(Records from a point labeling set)

================================

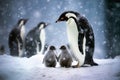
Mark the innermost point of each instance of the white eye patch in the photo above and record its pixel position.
(71, 15)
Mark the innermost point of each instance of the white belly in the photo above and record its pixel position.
(72, 33)
(42, 38)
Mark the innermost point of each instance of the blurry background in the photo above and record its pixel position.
(103, 15)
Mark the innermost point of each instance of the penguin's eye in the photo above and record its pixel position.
(62, 18)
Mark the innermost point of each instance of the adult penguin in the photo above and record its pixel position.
(35, 39)
(80, 36)
(16, 38)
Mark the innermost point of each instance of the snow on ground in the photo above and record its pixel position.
(13, 68)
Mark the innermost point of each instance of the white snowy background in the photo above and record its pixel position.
(14, 68)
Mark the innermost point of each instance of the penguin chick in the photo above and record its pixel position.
(50, 59)
(65, 59)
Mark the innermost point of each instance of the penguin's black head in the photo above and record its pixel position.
(42, 25)
(63, 47)
(52, 48)
(22, 21)
(66, 15)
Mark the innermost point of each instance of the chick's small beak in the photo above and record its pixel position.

================================

**REQUIREMENTS**: Could you write out the data again from the line containing "Mark the innermost point of each instance of the adult" through the end, switching "snow on ground" to "snowy ground" and leaving everything else unchanged?

**COMPLETE RESPONSE**:
Mark the innermost point of each instance of the adult penguin in the photo above and record its pixel position.
(35, 39)
(80, 36)
(16, 38)
Mark the innermost point of each instance of the snowy ground in the photo above and record its pixel position.
(13, 68)
Mark the innermost point of each instance of the white snowy background in the photo above and record its pixel position.
(14, 68)
Mark the innermost point of each instance of the penguin chick in the photo above and record its pixel position.
(50, 59)
(65, 59)
Mark the innermost point of each instance of the penguin's black head in the photo above and record its pixel position.
(42, 25)
(63, 47)
(52, 48)
(22, 21)
(66, 15)
Mark the innermost point of each instance of the chick's small beak in the photo above and record its pixel position.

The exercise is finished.